## [Brief]
Your response should contain every line from the data below that holds the string "where".

## [Provided data]
Segment Open

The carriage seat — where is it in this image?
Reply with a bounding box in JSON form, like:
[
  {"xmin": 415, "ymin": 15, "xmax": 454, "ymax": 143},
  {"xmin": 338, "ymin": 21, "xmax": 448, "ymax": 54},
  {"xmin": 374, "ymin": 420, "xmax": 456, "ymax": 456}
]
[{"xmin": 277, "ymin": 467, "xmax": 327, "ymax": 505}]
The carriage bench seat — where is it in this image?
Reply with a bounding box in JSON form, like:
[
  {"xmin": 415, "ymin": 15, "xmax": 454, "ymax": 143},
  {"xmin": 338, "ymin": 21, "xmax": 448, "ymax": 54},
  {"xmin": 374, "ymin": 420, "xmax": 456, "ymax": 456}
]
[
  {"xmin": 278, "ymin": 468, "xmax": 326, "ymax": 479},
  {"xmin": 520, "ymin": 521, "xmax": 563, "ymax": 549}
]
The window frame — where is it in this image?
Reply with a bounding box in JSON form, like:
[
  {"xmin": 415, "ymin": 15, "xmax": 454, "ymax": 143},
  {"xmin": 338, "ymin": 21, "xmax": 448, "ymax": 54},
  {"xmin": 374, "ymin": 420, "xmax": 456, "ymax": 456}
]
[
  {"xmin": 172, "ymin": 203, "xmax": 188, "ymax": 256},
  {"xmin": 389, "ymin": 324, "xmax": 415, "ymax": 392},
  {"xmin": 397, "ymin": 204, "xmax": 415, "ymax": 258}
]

Segment Closed

## [Answer space]
The carriage seat — where is it in this image?
The carriage bench seat — where is it in this image?
The window frame — where is it in this image?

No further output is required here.